[What the task asks]:
Return nothing but the lines from the line with "Identify the car rear" through the last line of the entries that follow, copied exactly and free of pictures.
[Records for this exercise start]
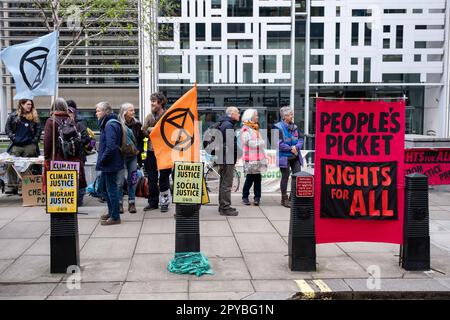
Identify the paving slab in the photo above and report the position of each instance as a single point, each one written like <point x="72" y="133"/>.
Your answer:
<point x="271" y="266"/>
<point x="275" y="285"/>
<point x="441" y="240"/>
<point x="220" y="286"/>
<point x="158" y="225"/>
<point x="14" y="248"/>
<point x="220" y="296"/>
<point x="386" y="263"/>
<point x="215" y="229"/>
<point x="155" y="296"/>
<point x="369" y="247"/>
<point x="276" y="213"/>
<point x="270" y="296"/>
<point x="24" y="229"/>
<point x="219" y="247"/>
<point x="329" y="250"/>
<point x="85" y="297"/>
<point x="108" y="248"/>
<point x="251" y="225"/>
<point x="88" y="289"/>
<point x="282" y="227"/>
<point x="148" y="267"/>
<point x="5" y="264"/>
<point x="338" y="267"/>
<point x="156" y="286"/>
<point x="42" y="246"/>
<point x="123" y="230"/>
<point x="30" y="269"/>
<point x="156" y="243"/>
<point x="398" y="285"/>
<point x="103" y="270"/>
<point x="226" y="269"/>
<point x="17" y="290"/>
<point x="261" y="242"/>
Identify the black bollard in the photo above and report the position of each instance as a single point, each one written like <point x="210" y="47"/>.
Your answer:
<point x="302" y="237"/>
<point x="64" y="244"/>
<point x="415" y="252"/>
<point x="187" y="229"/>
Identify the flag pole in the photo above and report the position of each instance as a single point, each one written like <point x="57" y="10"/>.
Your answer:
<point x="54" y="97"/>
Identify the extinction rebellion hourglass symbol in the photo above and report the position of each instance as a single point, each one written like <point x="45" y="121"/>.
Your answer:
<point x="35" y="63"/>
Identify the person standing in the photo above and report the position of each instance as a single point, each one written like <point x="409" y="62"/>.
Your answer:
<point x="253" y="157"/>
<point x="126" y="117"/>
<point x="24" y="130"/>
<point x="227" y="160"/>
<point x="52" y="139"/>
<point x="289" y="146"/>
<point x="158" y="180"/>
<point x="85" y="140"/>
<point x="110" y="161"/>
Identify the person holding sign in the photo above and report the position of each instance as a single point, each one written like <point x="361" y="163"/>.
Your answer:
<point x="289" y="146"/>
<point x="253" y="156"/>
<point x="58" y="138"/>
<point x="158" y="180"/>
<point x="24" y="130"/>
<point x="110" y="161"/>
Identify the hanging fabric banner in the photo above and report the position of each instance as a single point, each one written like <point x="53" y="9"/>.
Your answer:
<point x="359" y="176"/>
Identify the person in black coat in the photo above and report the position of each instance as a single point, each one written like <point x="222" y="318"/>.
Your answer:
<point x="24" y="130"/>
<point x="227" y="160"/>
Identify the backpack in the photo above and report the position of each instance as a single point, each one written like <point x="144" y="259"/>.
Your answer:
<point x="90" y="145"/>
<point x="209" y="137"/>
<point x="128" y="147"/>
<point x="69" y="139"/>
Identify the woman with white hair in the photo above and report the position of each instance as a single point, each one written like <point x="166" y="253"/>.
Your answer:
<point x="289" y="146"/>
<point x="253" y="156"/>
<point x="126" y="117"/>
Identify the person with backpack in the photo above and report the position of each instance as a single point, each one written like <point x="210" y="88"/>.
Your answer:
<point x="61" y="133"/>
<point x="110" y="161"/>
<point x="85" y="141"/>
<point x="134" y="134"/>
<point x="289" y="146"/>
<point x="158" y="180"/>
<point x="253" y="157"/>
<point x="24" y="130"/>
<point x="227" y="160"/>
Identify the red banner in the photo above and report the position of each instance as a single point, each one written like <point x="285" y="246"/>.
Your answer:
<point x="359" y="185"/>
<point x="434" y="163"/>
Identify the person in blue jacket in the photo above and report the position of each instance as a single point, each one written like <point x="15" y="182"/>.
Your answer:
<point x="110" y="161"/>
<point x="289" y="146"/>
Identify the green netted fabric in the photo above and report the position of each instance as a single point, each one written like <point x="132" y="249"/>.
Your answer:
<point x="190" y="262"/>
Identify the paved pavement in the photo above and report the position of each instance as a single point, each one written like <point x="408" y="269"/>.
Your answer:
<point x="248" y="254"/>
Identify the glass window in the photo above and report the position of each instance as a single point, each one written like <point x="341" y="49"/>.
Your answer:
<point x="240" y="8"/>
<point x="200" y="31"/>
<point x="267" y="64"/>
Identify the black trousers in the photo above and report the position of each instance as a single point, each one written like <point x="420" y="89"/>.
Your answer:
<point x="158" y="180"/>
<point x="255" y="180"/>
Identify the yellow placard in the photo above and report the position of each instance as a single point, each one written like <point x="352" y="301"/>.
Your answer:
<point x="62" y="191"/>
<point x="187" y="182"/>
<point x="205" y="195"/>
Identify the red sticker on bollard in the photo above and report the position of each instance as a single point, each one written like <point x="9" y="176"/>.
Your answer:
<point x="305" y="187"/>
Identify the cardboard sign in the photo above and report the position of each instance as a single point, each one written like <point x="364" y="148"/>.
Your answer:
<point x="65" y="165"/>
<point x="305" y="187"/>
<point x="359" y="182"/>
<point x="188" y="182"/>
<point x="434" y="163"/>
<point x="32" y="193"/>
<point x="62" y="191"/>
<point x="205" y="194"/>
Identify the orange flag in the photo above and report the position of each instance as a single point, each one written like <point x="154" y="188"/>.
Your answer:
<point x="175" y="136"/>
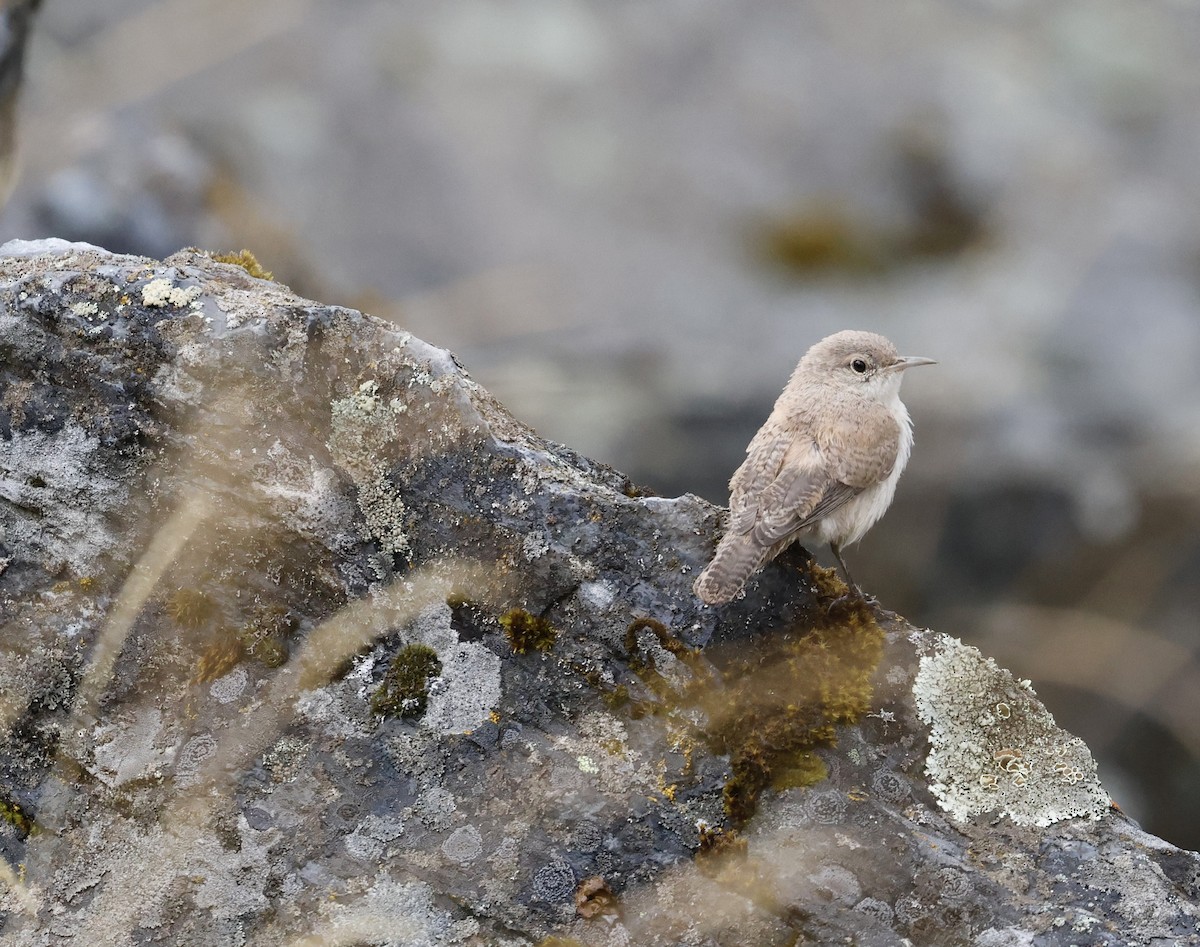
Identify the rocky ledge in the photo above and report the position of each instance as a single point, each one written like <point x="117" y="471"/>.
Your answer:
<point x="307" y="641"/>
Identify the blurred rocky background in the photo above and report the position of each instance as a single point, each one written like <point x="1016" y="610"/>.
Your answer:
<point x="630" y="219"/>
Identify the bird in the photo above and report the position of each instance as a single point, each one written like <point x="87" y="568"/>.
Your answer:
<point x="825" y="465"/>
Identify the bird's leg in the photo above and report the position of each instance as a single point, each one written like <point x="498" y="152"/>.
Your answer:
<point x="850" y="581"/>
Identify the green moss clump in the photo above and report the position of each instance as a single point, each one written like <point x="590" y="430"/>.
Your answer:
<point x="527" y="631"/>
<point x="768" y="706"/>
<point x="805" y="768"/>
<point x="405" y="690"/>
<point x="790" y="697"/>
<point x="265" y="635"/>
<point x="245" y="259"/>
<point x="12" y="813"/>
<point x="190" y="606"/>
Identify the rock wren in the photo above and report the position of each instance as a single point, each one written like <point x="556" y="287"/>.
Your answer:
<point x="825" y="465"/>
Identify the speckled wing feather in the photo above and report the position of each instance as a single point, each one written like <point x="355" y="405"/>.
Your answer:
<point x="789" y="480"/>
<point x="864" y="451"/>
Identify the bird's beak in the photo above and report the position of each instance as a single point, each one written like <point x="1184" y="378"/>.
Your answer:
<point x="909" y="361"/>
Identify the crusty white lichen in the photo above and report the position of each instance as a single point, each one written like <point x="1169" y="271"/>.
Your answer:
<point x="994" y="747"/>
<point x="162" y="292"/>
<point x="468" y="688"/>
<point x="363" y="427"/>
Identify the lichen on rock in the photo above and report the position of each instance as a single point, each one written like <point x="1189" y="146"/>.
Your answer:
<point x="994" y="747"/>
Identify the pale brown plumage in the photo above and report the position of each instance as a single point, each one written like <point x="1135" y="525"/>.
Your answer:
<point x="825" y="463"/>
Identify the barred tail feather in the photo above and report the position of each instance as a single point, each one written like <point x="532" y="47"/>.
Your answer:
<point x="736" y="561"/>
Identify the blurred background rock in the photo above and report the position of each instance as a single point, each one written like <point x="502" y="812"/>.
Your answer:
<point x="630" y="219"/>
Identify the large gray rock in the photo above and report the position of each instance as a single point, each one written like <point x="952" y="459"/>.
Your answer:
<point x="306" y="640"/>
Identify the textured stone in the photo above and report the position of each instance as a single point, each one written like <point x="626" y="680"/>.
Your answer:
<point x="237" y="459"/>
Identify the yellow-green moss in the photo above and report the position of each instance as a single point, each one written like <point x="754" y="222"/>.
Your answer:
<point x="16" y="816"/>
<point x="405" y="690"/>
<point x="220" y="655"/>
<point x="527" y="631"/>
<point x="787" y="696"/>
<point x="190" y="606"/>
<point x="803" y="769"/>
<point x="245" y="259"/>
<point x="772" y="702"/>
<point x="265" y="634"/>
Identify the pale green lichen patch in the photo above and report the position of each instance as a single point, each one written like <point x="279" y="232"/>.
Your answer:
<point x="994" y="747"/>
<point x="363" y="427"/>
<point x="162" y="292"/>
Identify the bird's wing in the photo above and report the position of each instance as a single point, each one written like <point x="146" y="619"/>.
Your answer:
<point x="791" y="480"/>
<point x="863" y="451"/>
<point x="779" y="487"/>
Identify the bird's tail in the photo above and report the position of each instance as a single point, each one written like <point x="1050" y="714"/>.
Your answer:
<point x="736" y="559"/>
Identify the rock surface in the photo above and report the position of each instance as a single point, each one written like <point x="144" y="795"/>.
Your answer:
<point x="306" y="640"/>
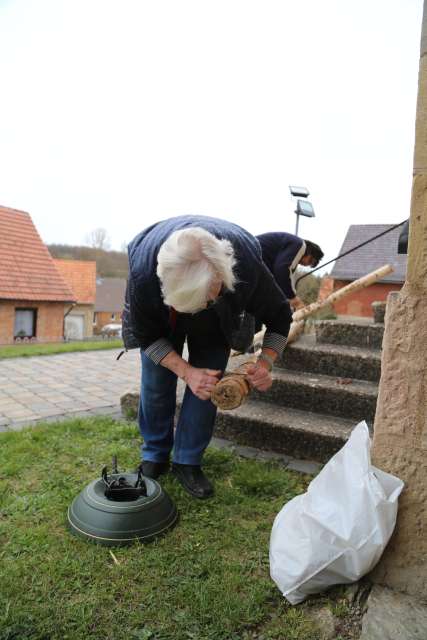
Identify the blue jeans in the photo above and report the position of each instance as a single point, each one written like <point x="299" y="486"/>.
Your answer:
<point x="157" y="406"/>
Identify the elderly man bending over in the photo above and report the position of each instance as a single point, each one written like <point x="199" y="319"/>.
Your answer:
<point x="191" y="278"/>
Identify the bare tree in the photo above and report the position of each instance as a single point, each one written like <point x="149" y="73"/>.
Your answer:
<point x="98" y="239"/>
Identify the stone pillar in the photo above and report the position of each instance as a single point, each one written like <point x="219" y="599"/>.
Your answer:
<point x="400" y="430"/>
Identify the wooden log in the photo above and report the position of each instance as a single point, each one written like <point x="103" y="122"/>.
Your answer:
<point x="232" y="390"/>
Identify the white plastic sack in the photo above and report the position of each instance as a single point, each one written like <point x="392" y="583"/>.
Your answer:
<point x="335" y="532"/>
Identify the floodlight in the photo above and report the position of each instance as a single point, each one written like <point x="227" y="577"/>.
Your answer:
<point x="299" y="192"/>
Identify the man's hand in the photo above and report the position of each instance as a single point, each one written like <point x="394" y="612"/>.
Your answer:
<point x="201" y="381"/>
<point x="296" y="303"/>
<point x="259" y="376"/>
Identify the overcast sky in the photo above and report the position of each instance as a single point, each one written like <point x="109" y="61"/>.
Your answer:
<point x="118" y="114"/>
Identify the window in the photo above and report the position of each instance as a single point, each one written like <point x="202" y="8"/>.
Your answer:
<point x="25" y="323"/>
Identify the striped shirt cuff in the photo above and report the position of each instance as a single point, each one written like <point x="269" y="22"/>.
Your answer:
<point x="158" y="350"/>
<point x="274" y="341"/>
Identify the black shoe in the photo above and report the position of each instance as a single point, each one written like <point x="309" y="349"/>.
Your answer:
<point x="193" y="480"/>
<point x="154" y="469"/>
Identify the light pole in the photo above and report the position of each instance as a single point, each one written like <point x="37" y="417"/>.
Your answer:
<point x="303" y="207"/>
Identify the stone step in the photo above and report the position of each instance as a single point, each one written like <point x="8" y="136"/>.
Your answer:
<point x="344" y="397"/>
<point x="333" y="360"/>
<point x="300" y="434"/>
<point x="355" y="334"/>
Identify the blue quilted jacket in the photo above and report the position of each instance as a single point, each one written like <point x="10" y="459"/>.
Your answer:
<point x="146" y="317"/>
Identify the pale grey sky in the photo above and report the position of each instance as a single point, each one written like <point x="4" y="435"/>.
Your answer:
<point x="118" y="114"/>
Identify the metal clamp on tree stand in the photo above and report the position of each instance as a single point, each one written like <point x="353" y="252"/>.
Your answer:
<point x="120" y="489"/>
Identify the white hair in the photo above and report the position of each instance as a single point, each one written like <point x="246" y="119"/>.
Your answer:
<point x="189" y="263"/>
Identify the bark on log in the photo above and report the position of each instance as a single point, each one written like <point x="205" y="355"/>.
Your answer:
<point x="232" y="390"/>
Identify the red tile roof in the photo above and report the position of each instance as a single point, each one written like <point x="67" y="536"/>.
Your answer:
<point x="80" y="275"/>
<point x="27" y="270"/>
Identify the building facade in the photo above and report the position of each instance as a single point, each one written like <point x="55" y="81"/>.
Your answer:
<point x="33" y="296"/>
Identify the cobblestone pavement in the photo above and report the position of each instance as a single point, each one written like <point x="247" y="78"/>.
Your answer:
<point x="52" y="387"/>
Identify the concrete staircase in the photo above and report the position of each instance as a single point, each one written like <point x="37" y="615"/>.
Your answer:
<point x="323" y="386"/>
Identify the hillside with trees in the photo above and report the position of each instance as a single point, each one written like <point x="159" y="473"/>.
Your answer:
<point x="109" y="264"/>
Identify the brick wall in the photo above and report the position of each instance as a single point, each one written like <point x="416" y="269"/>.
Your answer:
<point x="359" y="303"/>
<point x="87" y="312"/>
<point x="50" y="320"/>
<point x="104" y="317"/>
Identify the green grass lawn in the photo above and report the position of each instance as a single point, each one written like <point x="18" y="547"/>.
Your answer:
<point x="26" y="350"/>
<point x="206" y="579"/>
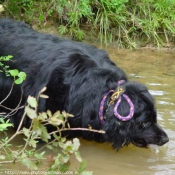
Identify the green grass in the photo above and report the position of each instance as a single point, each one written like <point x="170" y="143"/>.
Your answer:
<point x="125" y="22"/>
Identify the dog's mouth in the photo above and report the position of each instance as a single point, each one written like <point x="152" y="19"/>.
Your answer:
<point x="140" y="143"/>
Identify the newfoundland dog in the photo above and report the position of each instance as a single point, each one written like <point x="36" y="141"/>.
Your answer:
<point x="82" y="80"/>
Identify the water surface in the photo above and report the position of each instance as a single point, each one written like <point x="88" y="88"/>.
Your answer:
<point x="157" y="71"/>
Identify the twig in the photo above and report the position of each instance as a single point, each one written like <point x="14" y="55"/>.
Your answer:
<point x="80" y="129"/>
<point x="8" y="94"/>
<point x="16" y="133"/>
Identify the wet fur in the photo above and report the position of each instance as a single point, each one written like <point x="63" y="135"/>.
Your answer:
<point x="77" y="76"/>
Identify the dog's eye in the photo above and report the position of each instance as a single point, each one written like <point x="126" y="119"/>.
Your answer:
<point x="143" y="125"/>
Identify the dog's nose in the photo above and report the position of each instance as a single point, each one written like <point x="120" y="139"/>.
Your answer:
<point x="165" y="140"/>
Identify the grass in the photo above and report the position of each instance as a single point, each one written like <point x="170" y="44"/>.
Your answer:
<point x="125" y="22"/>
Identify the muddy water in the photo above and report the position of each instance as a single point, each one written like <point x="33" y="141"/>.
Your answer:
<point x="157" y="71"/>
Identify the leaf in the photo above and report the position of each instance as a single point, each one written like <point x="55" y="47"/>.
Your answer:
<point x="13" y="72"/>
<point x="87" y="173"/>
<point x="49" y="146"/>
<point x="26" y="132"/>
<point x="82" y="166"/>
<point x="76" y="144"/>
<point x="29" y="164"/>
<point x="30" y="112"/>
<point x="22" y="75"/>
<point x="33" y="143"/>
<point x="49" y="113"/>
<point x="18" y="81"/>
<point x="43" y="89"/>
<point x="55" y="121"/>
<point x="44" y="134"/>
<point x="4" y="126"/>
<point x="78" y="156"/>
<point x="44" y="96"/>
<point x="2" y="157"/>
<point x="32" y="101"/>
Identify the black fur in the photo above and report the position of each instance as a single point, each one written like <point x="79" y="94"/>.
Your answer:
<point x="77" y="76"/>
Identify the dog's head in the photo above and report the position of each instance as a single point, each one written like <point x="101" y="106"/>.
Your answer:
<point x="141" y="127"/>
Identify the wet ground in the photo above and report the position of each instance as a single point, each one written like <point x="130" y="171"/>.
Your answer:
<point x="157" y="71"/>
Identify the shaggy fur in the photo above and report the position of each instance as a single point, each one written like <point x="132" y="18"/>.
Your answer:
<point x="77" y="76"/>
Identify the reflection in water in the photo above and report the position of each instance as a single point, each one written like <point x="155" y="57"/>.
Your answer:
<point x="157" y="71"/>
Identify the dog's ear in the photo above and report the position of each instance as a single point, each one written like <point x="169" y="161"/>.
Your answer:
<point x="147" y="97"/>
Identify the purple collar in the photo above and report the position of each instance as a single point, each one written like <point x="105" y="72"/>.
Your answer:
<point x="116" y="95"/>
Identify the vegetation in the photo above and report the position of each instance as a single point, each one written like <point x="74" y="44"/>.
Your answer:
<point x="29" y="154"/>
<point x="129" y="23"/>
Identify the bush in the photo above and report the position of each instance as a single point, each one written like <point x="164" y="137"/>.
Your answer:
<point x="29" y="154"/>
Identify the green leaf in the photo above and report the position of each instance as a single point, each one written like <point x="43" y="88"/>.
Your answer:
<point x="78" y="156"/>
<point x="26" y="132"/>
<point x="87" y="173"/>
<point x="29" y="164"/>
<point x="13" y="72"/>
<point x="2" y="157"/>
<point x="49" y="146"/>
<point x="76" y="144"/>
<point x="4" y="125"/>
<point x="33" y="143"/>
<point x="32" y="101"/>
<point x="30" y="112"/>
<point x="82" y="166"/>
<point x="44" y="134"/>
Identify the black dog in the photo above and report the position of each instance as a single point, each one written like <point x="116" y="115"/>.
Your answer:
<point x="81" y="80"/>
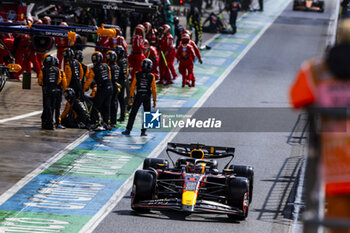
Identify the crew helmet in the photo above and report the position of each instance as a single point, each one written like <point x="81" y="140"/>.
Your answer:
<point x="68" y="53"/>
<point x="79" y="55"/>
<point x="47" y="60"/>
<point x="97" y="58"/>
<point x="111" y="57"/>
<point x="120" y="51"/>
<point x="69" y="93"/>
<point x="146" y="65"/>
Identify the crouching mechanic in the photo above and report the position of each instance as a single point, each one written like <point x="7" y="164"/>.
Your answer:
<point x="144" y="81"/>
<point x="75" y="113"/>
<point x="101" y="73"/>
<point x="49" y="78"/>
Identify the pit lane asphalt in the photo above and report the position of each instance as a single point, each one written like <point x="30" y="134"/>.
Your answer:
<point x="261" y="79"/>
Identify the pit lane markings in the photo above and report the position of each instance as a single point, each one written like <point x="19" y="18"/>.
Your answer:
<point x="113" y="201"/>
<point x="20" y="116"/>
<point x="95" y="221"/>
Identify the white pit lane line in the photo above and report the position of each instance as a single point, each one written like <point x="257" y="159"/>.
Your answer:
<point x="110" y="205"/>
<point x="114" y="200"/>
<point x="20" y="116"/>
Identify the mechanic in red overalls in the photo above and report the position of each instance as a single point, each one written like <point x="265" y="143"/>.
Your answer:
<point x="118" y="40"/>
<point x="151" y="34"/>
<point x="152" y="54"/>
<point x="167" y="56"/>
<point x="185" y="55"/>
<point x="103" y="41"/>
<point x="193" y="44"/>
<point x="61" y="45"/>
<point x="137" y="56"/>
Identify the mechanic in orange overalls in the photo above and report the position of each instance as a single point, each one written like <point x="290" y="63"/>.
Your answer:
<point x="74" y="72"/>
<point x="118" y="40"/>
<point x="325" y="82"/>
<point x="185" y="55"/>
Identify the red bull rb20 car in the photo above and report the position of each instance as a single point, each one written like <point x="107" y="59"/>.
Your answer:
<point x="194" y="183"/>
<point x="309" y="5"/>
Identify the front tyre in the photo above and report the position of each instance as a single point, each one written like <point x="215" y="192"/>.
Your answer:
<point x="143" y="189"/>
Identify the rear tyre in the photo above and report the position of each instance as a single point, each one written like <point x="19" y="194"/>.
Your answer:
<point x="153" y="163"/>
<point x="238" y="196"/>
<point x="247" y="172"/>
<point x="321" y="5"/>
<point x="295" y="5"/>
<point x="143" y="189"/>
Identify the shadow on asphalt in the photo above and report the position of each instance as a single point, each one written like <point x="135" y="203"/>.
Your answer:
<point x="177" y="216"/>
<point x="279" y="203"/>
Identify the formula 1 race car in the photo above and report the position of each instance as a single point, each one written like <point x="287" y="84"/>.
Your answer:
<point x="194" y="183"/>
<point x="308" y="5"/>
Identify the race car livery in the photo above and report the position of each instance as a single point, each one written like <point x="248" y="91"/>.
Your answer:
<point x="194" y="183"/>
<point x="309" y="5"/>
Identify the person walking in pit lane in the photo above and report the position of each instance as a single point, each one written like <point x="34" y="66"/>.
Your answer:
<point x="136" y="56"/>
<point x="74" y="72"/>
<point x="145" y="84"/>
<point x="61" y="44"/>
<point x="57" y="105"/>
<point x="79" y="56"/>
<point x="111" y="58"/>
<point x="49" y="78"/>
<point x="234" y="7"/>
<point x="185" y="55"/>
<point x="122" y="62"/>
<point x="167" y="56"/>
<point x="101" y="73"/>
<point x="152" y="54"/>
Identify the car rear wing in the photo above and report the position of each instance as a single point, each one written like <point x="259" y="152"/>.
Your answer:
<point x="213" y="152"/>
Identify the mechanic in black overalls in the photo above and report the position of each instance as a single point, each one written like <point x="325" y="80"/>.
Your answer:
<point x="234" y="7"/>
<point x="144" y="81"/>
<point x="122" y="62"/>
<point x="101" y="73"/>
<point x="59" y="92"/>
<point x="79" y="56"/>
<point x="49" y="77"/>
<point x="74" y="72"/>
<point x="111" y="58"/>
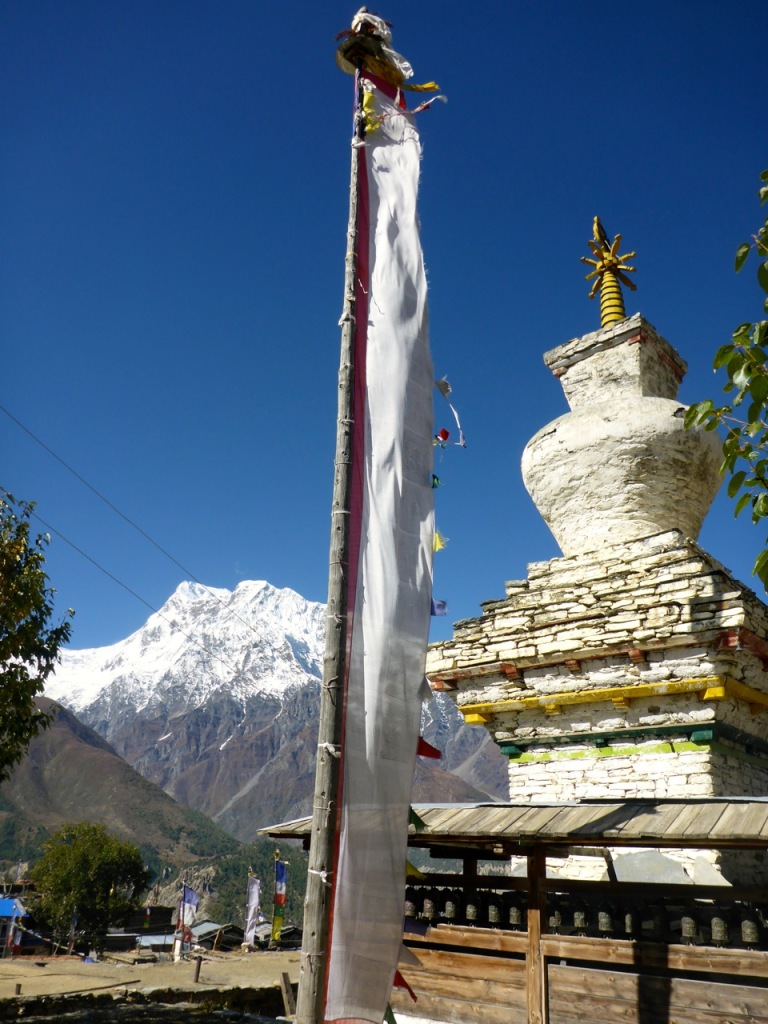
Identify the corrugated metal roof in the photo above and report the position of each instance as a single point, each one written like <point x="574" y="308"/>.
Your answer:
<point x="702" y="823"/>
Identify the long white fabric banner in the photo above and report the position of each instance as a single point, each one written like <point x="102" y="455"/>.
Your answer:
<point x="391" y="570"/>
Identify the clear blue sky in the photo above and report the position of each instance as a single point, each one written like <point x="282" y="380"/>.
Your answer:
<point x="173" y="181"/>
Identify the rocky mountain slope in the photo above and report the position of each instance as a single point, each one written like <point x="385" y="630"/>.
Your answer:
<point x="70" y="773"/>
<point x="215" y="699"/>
[Records for this exercise end]
[Response to this exercise]:
Identify the car rear wing in the photo above and report the position of each instance as a single point, each one written like <point x="259" y="152"/>.
Your answer:
<point x="213" y="152"/>
Identify the mechanic in black overalls in the photo above and report the position of each instance as a single point, each one written like <point x="325" y="80"/>.
Your answer:
<point x="234" y="7"/>
<point x="144" y="81"/>
<point x="122" y="62"/>
<point x="101" y="73"/>
<point x="59" y="92"/>
<point x="79" y="56"/>
<point x="49" y="77"/>
<point x="74" y="72"/>
<point x="111" y="58"/>
Identify the corrugated metal roof in the photo above and report the position of each instance as a single point, each one written like <point x="574" y="308"/>.
Your answer:
<point x="702" y="823"/>
Identify the long white fabric banner in the photo above and report the position of each instance as a single point, each one written like <point x="102" y="455"/>.
Your answer:
<point x="391" y="570"/>
Identify the clear blue sky in the photo above and report the position of each instance as a single point, each one written like <point x="282" y="380"/>.
Your answer:
<point x="173" y="181"/>
Identify the rocky mountain slope in the photo above and report the position of each instance as a single point, each one written like <point x="385" y="630"/>.
Your answer:
<point x="70" y="773"/>
<point x="215" y="699"/>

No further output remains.